* Start Data lines *

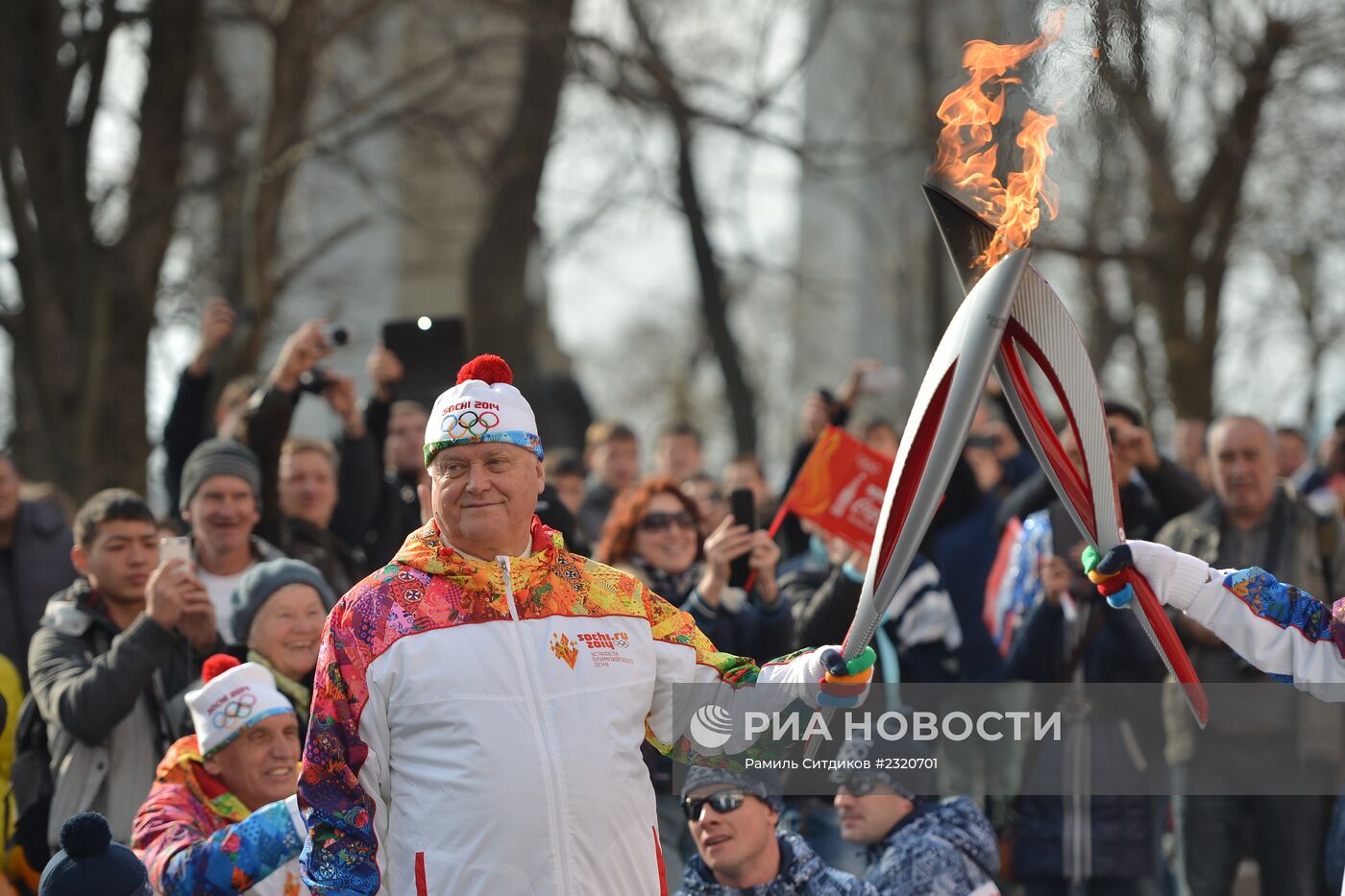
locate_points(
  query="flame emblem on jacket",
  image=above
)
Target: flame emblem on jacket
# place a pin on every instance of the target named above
(565, 648)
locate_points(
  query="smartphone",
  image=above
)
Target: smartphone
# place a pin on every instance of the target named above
(177, 547)
(743, 506)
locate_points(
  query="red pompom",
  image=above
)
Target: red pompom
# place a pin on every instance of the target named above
(217, 665)
(488, 369)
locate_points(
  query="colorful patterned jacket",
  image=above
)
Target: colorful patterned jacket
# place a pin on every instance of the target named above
(195, 837)
(477, 724)
(802, 873)
(1277, 627)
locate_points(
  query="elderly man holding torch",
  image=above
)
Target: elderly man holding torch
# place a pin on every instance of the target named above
(480, 701)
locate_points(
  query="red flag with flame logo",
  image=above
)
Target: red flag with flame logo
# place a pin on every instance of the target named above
(841, 489)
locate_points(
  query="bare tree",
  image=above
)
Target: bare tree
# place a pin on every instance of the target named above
(1189, 124)
(89, 257)
(85, 303)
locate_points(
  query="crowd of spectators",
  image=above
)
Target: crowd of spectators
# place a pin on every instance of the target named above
(103, 646)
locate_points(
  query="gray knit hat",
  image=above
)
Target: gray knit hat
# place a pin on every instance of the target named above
(219, 458)
(264, 580)
(762, 784)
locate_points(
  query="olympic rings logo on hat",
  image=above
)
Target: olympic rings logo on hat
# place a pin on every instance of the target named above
(470, 424)
(234, 712)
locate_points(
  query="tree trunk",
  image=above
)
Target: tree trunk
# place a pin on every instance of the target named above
(498, 305)
(81, 334)
(715, 301)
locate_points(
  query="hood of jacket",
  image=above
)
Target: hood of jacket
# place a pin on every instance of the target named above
(958, 822)
(77, 610)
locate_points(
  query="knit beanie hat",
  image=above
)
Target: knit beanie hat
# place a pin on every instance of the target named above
(90, 862)
(264, 580)
(483, 406)
(905, 765)
(760, 784)
(219, 458)
(232, 698)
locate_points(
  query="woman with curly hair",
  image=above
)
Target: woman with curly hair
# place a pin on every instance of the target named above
(652, 533)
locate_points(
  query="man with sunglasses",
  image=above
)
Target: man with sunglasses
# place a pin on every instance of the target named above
(915, 842)
(480, 700)
(732, 817)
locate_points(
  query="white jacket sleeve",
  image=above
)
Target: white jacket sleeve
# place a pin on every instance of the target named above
(1277, 627)
(695, 680)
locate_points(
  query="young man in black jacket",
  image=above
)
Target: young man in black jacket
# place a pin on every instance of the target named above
(108, 653)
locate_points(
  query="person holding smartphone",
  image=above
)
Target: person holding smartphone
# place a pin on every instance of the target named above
(110, 648)
(654, 533)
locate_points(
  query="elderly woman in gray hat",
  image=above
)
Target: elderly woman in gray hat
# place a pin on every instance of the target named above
(279, 610)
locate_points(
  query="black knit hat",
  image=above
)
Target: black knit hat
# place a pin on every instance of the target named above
(760, 782)
(264, 580)
(90, 862)
(219, 458)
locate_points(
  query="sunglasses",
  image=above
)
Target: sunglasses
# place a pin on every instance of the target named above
(858, 785)
(658, 521)
(721, 801)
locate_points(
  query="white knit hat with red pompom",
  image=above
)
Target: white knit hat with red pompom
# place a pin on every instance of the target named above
(483, 406)
(232, 697)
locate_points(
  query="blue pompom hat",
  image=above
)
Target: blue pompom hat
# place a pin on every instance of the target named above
(90, 862)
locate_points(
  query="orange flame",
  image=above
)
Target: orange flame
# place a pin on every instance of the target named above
(967, 154)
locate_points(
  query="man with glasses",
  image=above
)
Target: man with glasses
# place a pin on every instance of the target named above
(480, 700)
(915, 844)
(732, 817)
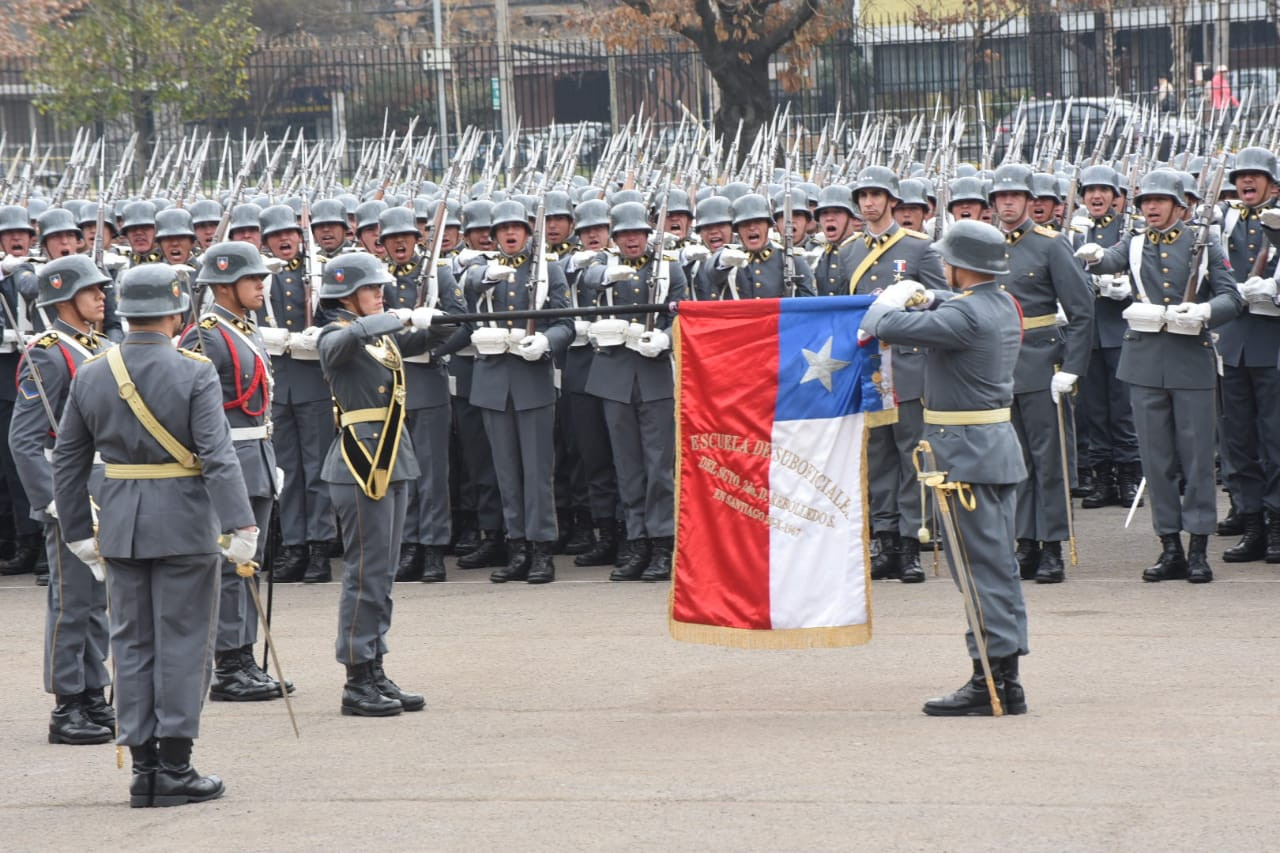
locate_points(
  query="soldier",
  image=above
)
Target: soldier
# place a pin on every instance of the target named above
(1041, 277)
(368, 468)
(631, 373)
(1169, 363)
(173, 484)
(886, 254)
(229, 338)
(301, 413)
(515, 388)
(76, 632)
(973, 345)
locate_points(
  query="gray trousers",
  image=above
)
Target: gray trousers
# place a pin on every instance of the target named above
(987, 542)
(428, 520)
(1175, 434)
(371, 533)
(1249, 434)
(643, 437)
(1041, 497)
(237, 616)
(164, 612)
(304, 433)
(894, 493)
(524, 457)
(1106, 416)
(76, 630)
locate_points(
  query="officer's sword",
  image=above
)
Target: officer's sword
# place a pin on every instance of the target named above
(937, 480)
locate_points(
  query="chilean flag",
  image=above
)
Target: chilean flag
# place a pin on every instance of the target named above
(773, 401)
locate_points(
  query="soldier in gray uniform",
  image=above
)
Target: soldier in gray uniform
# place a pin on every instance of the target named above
(173, 484)
(515, 388)
(301, 411)
(883, 254)
(972, 343)
(631, 373)
(1169, 361)
(1041, 277)
(76, 632)
(228, 337)
(369, 469)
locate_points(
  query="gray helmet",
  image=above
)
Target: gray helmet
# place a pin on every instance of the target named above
(877, 178)
(368, 214)
(716, 210)
(278, 218)
(630, 215)
(1161, 182)
(1011, 177)
(1255, 159)
(1098, 176)
(229, 261)
(836, 197)
(205, 211)
(974, 245)
(506, 213)
(174, 222)
(749, 208)
(138, 214)
(397, 220)
(590, 213)
(63, 278)
(245, 215)
(344, 274)
(150, 290)
(476, 214)
(56, 220)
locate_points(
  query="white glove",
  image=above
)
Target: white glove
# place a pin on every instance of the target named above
(1089, 252)
(693, 254)
(534, 346)
(242, 546)
(494, 273)
(1258, 290)
(1060, 384)
(653, 343)
(86, 551)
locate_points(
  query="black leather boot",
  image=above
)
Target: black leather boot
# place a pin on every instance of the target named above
(411, 562)
(361, 697)
(639, 553)
(1197, 560)
(142, 785)
(972, 699)
(233, 682)
(69, 724)
(659, 560)
(433, 564)
(606, 548)
(291, 564)
(1104, 492)
(319, 571)
(490, 552)
(885, 555)
(1050, 570)
(542, 568)
(909, 561)
(177, 781)
(96, 707)
(392, 690)
(1171, 564)
(517, 562)
(1253, 542)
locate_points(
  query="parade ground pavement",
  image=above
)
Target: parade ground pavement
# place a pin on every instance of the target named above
(563, 717)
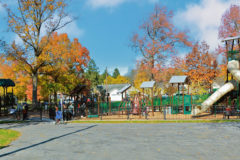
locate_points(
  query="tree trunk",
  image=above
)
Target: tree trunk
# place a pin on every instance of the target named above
(55, 97)
(34, 93)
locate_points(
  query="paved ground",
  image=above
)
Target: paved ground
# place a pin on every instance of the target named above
(44, 140)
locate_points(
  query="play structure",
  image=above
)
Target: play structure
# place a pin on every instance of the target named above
(182, 102)
(233, 77)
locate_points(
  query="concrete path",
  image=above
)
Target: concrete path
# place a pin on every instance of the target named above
(193, 141)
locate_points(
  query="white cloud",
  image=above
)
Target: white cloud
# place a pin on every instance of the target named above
(113, 3)
(104, 3)
(72, 30)
(203, 20)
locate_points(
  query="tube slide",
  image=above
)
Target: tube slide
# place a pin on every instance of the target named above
(233, 68)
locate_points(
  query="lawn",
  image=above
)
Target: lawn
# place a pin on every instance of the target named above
(7, 136)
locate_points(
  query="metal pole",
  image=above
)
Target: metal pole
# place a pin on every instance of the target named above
(164, 113)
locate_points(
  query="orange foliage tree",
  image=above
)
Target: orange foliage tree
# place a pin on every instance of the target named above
(66, 60)
(201, 66)
(230, 23)
(157, 41)
(28, 22)
(11, 70)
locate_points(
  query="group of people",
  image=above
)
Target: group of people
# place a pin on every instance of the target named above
(21, 110)
(67, 114)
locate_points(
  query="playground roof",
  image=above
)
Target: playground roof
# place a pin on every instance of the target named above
(147, 84)
(6, 83)
(124, 88)
(231, 38)
(78, 89)
(178, 79)
(112, 87)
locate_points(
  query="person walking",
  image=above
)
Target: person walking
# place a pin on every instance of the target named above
(58, 115)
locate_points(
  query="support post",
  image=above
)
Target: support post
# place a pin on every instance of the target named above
(152, 103)
(98, 106)
(183, 96)
(109, 103)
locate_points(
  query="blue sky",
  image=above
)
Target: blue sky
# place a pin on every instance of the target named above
(105, 26)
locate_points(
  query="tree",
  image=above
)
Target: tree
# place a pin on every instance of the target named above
(230, 23)
(140, 76)
(29, 21)
(92, 73)
(104, 76)
(66, 60)
(159, 39)
(116, 73)
(12, 70)
(201, 67)
(119, 80)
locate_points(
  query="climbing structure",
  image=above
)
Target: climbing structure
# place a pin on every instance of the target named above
(232, 45)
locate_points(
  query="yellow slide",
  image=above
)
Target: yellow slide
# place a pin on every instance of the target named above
(233, 68)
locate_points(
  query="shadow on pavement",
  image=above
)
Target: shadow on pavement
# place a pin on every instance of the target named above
(19, 125)
(51, 139)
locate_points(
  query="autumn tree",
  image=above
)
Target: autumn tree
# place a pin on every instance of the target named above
(116, 73)
(119, 80)
(32, 20)
(104, 75)
(12, 70)
(230, 23)
(92, 73)
(229, 27)
(157, 40)
(201, 67)
(67, 61)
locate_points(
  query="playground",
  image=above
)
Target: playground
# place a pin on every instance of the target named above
(221, 103)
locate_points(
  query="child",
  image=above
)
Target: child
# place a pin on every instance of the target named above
(58, 115)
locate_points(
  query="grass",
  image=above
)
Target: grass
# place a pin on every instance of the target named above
(7, 136)
(153, 121)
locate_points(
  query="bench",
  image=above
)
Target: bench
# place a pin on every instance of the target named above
(233, 112)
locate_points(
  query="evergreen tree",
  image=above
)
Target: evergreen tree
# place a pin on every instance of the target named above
(116, 73)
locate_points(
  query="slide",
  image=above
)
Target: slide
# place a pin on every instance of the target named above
(233, 68)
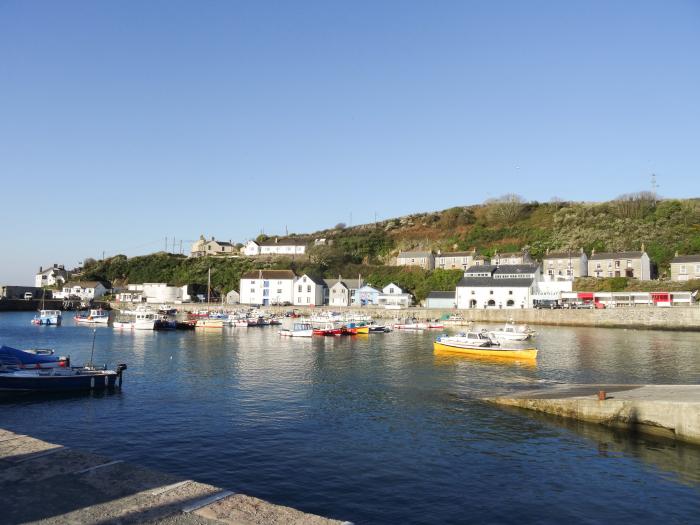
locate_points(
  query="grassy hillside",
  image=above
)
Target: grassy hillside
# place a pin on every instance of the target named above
(504, 224)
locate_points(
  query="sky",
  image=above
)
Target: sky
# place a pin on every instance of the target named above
(125, 122)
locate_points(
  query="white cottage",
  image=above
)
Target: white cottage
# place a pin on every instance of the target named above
(267, 287)
(309, 291)
(506, 286)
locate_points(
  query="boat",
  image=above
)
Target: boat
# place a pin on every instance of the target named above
(31, 358)
(94, 316)
(48, 318)
(512, 332)
(145, 321)
(123, 325)
(298, 330)
(60, 379)
(480, 344)
(167, 310)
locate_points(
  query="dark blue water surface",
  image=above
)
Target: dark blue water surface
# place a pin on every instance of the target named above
(374, 429)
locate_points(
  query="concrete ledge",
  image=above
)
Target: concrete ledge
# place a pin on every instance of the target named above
(46, 483)
(671, 411)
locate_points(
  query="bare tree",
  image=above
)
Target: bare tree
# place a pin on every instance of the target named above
(504, 209)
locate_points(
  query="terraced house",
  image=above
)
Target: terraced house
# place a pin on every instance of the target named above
(634, 264)
(685, 267)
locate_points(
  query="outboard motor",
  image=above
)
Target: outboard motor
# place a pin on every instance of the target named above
(120, 369)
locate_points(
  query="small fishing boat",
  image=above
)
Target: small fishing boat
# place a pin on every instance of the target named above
(31, 358)
(123, 325)
(95, 316)
(145, 321)
(512, 332)
(167, 310)
(209, 323)
(60, 379)
(480, 344)
(298, 330)
(48, 318)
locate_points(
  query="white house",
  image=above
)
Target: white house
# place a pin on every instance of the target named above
(341, 292)
(392, 295)
(506, 286)
(86, 290)
(279, 246)
(233, 297)
(266, 287)
(309, 291)
(564, 266)
(57, 274)
(162, 293)
(440, 299)
(251, 249)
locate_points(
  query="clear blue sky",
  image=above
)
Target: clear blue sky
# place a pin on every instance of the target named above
(123, 122)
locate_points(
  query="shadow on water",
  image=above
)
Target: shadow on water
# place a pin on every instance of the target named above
(677, 460)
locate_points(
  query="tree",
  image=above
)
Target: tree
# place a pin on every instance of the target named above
(505, 209)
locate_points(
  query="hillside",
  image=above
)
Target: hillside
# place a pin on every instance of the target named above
(505, 224)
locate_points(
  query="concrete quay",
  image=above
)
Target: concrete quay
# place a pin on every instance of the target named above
(50, 484)
(671, 411)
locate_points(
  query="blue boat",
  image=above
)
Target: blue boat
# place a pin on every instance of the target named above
(33, 358)
(60, 379)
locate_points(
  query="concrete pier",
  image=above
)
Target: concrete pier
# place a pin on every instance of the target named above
(671, 411)
(47, 483)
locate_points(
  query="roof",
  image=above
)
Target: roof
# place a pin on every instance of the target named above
(615, 255)
(456, 254)
(503, 268)
(352, 284)
(269, 274)
(441, 295)
(316, 280)
(488, 282)
(281, 242)
(84, 284)
(686, 258)
(414, 254)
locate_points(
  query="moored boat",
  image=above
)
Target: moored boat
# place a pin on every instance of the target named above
(512, 332)
(94, 316)
(31, 358)
(48, 318)
(298, 330)
(60, 379)
(480, 344)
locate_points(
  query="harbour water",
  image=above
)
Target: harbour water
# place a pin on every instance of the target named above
(374, 429)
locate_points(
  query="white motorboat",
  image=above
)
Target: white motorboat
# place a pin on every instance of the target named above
(48, 318)
(298, 330)
(94, 316)
(145, 321)
(512, 332)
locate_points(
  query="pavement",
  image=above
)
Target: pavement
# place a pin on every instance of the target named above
(49, 484)
(671, 411)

* End Data lines *

* _Goal_: Collect every line of the listing that contains the string "spectators", treating uppercase and lowercase letters as different.

* _Completed task_:
  query="crowd of spectators",
Target: crowd of spectators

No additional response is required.